#### Your goal
Give again the line that contains "Would you mind annotating the overcast", plus every line after it to the end of the records, unchanged.

#### Data for processing
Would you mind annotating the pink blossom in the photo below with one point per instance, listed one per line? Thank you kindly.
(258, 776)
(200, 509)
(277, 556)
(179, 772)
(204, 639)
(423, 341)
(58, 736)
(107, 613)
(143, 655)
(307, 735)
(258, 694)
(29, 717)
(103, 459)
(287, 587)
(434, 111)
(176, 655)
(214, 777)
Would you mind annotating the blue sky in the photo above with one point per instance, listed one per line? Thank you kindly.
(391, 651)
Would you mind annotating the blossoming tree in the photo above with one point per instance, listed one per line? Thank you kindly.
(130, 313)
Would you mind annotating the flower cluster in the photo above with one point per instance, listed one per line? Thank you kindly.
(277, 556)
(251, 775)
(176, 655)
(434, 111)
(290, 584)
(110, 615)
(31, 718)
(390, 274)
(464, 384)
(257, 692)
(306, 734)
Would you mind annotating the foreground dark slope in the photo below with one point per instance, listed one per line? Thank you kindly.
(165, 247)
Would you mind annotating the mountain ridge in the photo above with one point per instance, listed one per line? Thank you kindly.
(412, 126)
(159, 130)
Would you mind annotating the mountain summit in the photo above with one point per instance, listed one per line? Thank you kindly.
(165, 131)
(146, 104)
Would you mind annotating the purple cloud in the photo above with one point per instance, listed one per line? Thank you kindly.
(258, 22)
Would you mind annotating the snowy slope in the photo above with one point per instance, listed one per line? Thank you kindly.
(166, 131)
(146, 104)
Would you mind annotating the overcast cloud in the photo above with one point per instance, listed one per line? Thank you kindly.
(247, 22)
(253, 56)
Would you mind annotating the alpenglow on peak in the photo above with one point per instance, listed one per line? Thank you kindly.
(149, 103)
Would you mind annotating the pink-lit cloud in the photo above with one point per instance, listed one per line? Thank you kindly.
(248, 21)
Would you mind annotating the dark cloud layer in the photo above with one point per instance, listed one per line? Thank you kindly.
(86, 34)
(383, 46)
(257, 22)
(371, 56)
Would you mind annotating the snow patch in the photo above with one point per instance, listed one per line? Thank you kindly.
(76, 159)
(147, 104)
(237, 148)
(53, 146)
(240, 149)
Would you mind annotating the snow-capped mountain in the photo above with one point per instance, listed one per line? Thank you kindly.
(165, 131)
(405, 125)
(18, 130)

#### Reply
Would you mind annotating the overcast cloud in the photo above with one point per instance, listed one per line? Thank you kindly.
(247, 22)
(253, 56)
Would you mind annotating the alpenglow on peak in the photo above with one point per instance, listed one per line? Thank you kindly.
(149, 103)
Would you mind annotating the pink-lit cloud in the photo above with one point per instance, listed one per line? Thank you kindly.
(248, 21)
Would you mind annotating the dark cloud layer in the photo above with one point per instance, listed one per line? Thank you kindly.
(86, 34)
(383, 46)
(257, 22)
(371, 56)
Would you mind annotating the snow patch in the photo above with one point per instance, listed one per line? Thank you kindly.
(76, 159)
(147, 104)
(237, 148)
(53, 146)
(240, 149)
Would you mind annotating the snow-capped mountain in the photo above with one point per instance, listed one per line? Thank you kindly.
(165, 131)
(405, 125)
(18, 130)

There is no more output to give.